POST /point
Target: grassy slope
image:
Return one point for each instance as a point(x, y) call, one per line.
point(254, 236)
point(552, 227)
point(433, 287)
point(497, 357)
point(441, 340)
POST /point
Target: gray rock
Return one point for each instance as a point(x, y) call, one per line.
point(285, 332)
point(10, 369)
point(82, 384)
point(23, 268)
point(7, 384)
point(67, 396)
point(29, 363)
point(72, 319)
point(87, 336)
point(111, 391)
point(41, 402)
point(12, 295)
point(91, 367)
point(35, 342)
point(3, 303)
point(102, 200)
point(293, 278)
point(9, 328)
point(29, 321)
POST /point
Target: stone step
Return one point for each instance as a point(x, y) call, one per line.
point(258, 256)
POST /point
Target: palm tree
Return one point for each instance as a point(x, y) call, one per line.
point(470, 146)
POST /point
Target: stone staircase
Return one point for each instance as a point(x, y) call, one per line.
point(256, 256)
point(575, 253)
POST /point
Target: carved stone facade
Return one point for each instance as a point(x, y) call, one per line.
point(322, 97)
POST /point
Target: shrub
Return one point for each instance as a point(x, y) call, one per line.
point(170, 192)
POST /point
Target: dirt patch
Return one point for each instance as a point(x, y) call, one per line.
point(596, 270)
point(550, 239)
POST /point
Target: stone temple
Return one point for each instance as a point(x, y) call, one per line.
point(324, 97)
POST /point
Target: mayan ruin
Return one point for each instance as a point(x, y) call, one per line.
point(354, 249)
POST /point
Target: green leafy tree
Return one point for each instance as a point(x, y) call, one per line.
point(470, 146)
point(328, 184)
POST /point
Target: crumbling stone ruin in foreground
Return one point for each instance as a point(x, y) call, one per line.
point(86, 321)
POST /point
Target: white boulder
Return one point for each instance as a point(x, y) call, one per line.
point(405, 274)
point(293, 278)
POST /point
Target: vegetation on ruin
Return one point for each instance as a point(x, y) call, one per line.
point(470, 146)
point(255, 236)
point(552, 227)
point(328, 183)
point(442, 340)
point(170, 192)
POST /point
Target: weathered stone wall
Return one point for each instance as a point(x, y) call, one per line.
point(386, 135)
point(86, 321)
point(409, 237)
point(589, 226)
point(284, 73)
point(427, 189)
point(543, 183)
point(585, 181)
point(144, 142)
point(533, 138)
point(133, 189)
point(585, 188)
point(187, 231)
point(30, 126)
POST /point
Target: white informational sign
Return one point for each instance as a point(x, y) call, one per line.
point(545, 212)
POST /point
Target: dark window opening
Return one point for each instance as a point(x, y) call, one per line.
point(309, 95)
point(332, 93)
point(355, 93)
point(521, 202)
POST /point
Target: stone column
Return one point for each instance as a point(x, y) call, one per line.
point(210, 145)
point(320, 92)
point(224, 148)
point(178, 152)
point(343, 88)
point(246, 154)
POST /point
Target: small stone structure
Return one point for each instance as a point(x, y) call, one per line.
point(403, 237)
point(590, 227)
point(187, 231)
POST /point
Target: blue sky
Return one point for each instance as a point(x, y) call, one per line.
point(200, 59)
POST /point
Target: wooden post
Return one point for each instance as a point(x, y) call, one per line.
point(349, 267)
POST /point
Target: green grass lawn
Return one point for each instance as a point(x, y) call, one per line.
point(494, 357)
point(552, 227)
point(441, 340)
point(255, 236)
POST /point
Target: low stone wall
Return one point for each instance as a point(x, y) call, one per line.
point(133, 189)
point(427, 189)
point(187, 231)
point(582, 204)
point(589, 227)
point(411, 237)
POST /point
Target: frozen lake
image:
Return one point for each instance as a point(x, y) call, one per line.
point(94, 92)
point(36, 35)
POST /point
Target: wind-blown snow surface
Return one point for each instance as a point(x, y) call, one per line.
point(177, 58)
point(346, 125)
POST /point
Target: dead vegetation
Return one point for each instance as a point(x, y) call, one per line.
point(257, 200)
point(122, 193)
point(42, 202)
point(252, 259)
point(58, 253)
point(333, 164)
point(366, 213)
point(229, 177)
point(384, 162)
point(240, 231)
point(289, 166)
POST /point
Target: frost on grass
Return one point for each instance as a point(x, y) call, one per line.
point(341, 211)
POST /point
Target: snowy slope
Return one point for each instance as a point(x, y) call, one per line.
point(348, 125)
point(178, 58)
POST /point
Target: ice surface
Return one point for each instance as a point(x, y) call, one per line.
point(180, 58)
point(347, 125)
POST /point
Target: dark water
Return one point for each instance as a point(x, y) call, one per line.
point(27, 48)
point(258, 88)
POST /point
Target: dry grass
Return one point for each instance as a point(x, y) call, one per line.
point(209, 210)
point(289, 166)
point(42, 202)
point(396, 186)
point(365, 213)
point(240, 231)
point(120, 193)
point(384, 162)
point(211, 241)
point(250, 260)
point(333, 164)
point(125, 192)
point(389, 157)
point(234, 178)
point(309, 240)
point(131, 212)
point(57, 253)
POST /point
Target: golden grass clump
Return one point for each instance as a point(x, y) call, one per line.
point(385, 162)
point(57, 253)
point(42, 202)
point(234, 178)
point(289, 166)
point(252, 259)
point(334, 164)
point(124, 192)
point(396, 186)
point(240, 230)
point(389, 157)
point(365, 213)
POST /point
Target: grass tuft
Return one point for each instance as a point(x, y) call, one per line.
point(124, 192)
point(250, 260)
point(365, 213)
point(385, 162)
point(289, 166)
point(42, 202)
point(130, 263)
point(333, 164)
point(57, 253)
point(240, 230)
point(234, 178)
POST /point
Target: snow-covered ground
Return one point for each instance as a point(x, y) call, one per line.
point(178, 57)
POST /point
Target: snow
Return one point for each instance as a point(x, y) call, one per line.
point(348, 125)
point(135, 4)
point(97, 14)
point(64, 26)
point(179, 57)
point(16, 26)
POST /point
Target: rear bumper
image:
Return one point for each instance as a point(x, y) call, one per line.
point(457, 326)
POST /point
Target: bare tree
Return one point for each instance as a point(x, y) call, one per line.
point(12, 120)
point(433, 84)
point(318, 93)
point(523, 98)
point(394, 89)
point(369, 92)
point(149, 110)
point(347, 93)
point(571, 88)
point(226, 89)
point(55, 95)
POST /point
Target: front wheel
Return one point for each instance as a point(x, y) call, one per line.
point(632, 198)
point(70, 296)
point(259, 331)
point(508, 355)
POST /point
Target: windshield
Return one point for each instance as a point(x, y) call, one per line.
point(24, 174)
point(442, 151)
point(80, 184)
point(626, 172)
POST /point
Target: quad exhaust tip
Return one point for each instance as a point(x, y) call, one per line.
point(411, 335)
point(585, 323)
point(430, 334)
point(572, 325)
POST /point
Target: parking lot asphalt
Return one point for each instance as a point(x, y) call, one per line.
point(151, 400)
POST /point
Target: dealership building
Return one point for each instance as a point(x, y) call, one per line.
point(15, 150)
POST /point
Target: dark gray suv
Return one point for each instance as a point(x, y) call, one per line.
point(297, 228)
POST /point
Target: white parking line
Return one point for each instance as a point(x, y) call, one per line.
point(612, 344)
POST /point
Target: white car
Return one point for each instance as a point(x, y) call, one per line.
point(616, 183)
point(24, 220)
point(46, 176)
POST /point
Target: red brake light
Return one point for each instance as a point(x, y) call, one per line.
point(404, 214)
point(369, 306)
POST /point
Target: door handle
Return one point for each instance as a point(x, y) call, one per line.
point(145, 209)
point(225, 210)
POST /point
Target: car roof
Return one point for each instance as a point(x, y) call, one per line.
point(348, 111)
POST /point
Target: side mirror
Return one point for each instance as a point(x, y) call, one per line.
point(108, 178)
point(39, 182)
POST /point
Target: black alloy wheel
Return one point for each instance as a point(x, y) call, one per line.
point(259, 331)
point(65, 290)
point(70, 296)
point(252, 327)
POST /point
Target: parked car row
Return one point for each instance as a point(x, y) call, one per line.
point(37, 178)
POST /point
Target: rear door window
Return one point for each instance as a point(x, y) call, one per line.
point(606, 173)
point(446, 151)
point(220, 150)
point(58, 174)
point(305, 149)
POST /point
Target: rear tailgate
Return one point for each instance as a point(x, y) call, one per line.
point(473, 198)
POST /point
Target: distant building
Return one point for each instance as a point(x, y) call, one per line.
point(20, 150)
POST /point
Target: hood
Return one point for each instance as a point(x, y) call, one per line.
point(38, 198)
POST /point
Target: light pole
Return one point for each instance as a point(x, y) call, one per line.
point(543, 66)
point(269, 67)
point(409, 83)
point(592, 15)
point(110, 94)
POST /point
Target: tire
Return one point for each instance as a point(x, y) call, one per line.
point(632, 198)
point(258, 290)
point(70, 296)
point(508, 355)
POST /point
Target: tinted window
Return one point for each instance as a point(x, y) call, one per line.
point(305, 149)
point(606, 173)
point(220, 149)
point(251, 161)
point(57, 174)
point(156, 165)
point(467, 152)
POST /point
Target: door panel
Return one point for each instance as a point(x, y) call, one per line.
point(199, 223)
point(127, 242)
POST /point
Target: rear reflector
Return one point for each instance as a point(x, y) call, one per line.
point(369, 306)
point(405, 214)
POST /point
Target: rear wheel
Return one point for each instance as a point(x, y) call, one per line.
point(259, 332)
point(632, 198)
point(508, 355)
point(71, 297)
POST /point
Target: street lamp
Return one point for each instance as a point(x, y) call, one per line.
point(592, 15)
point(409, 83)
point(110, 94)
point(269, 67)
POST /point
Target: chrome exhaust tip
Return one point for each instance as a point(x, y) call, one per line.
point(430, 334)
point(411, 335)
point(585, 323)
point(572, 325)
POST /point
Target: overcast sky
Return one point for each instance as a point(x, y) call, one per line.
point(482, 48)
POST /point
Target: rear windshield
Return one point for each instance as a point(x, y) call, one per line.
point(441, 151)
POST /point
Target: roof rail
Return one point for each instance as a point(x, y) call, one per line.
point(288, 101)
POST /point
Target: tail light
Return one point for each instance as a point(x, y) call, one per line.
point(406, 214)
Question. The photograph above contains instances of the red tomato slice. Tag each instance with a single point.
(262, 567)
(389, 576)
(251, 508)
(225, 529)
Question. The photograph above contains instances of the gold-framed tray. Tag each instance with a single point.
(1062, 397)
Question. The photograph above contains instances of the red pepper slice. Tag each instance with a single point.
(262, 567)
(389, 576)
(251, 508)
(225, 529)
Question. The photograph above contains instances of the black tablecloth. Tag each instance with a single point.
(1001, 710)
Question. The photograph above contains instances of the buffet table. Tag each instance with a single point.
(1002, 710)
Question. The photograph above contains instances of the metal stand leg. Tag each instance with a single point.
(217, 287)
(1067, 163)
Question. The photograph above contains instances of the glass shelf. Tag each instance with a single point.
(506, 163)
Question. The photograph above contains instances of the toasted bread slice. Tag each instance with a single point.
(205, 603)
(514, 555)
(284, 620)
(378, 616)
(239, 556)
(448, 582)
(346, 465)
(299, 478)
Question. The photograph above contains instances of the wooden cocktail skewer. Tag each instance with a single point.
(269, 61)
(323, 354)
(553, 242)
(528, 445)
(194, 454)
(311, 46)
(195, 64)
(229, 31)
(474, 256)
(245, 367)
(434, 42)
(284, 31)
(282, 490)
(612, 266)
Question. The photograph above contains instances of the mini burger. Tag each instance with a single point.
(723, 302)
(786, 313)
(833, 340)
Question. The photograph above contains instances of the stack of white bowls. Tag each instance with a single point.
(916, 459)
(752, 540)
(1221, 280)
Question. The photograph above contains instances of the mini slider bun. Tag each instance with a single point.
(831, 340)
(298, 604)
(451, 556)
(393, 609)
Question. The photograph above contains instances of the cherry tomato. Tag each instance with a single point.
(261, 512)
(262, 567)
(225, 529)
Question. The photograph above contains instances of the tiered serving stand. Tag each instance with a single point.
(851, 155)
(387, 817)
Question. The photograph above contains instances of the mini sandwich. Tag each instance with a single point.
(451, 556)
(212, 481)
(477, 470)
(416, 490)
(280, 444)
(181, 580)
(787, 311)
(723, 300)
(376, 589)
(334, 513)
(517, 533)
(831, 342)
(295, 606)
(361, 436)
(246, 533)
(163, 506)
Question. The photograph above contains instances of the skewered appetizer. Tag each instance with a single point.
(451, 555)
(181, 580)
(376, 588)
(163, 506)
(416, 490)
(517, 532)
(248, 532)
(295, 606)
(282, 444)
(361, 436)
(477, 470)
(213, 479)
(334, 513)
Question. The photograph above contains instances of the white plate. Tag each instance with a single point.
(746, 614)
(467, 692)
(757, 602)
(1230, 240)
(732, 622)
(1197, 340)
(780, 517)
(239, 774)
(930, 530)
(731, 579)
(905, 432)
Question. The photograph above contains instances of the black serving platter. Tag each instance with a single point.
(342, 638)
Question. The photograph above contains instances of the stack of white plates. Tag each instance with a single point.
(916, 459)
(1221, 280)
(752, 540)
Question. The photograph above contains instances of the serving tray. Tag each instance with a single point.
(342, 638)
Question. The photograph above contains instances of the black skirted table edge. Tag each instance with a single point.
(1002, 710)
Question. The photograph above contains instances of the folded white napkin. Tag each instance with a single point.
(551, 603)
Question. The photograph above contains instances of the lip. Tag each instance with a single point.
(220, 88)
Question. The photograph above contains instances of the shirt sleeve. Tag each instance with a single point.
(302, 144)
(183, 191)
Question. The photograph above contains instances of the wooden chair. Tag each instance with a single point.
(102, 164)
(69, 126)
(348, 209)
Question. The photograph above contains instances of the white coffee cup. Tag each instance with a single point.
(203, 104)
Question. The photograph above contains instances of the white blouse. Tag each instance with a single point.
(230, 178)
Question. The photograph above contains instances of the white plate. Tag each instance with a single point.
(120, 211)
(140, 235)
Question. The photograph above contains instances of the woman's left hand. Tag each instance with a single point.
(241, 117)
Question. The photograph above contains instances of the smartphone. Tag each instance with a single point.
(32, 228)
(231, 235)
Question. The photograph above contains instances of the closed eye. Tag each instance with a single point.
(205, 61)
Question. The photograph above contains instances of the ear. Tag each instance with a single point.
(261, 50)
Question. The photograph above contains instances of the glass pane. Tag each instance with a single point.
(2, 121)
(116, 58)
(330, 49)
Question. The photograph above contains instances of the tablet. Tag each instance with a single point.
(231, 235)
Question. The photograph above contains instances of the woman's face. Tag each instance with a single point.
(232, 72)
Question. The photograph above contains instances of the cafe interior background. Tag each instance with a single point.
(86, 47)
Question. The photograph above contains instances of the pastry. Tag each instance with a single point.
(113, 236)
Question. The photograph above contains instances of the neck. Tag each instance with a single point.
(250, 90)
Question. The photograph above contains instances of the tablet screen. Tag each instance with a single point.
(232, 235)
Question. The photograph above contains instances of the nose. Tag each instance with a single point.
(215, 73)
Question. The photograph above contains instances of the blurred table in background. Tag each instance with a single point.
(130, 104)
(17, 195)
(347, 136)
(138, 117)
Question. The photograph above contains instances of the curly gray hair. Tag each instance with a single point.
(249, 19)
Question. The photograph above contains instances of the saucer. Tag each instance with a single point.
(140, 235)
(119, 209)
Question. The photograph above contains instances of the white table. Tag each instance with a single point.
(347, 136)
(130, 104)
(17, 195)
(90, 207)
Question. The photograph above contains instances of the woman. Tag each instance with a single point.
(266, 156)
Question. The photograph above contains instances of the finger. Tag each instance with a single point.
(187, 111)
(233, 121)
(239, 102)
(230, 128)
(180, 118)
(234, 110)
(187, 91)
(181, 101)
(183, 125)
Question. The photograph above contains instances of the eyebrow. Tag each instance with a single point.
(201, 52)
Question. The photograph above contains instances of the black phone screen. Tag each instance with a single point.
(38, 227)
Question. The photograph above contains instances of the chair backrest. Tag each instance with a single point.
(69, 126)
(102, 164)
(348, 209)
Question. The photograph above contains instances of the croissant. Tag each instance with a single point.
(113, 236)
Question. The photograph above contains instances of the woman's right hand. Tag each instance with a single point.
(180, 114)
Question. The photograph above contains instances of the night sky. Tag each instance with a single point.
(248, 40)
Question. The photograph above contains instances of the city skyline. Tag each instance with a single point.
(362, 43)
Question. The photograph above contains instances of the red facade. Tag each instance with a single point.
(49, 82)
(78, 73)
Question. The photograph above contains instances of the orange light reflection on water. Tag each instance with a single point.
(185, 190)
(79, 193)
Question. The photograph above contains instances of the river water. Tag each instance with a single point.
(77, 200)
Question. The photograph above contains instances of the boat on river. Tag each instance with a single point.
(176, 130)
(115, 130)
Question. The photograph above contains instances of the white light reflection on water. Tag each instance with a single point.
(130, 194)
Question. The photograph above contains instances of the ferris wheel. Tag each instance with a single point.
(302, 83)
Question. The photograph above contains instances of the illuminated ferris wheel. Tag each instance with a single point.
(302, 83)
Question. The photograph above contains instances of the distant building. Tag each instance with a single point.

================

■ Exercise instructions ■
Beginning at the first line of the records, give again each line exactly as written, ending with the line that contains "Target: gray rock".

■ Response for this exercise ■
POST /point
Target: grassy slope
image:
Return one point for each instance as a point(x, y) call, one per line.
point(254, 236)
point(552, 227)
point(433, 287)
point(497, 357)
point(441, 340)
POST /point
Target: gray rock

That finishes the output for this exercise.